- **Stated exercise**
Copy the lines of the data below verbatim, starting at the line that contains "Verify: does the image above include any gravel" and ending at the line that contains "[587,199,614,218]", with both of those lines included.
Record list start
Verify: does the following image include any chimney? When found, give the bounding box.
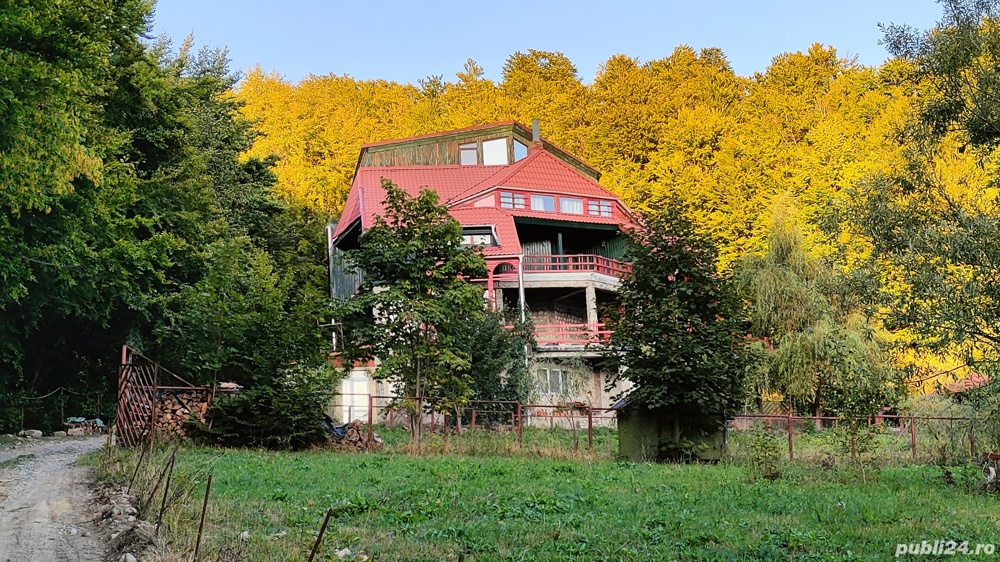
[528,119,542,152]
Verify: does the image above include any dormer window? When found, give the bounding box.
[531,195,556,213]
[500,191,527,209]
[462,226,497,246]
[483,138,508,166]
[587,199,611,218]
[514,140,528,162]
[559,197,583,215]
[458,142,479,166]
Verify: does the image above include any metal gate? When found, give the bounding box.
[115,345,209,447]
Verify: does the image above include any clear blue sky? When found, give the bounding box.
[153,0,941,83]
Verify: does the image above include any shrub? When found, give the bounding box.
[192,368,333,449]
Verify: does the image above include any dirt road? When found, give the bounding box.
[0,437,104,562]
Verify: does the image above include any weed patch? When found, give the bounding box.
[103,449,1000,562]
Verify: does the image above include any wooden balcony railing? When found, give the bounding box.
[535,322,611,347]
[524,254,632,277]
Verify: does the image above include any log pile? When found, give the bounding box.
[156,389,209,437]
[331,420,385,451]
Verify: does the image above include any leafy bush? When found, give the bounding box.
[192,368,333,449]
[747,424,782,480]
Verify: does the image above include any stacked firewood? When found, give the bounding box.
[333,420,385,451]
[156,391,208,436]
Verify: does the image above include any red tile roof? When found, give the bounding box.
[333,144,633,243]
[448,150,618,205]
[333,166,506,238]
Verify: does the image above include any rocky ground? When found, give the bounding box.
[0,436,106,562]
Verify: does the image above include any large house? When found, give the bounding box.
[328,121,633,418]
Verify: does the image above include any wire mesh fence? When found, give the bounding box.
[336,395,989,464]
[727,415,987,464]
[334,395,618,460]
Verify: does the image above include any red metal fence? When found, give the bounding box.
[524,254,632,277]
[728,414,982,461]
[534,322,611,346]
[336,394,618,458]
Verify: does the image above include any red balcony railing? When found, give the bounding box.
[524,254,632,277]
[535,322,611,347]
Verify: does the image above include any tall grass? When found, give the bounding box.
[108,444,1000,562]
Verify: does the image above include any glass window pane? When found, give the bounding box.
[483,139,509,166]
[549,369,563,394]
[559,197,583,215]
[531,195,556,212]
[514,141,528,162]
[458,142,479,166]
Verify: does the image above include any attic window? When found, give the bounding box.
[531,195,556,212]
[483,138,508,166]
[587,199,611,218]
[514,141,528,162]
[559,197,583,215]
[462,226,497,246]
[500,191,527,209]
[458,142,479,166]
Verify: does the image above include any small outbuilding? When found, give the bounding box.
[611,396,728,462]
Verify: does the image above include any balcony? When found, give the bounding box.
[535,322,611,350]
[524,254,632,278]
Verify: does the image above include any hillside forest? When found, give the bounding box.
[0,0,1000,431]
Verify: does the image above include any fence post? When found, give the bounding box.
Record list end
Record list start
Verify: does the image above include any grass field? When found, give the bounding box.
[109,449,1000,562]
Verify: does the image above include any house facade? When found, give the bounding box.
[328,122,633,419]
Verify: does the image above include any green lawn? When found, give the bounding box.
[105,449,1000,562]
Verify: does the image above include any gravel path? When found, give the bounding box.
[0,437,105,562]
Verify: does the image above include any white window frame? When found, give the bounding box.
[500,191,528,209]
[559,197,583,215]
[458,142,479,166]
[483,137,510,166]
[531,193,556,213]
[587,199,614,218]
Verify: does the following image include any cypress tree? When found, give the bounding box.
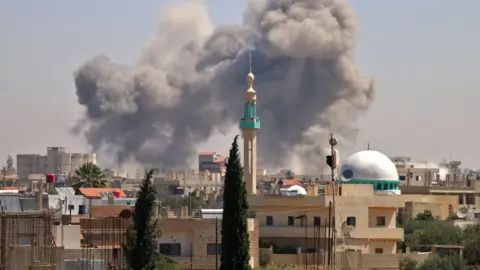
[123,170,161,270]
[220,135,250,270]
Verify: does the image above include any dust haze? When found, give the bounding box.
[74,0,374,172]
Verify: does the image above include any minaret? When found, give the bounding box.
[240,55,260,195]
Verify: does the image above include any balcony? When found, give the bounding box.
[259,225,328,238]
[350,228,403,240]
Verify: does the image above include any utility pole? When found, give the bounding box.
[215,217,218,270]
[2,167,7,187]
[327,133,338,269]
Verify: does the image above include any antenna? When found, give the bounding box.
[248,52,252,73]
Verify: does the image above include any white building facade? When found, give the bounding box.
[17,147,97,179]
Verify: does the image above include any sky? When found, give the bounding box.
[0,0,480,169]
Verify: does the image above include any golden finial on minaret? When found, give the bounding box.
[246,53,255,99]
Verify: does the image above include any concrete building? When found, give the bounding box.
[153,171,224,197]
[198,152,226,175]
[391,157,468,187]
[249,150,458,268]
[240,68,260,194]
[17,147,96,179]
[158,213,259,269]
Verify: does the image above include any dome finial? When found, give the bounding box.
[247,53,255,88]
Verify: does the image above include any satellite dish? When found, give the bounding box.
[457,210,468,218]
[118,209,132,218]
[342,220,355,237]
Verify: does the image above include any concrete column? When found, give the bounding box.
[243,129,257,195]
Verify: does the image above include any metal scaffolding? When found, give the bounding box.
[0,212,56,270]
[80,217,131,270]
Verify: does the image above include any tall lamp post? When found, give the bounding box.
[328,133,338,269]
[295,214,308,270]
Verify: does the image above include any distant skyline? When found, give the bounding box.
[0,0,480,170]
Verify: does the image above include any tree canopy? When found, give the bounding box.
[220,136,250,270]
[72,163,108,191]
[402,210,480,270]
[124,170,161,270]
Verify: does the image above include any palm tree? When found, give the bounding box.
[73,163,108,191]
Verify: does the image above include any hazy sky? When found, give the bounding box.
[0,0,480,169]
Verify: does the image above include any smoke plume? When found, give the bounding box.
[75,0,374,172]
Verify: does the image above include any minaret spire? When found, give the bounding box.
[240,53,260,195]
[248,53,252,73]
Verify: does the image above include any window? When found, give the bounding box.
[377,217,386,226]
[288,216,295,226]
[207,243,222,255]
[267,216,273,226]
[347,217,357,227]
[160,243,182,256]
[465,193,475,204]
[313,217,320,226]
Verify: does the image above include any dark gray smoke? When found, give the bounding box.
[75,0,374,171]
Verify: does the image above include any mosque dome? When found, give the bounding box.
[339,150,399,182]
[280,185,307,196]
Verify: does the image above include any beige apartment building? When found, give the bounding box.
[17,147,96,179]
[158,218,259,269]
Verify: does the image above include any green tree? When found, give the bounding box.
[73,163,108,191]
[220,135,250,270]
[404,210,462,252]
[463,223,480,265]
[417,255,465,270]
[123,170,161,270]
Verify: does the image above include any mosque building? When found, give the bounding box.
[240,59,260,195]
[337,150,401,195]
Record list end
- **Exercise answer**
Verify: does the image above include any gravel path? When found, give the bounding box.
[0,437,105,562]
Verify: does the image above include any white window frame? When found, give the bounding box.
[500,191,528,209]
[559,197,583,215]
[458,142,479,166]
[483,137,510,166]
[531,193,556,213]
[587,199,614,218]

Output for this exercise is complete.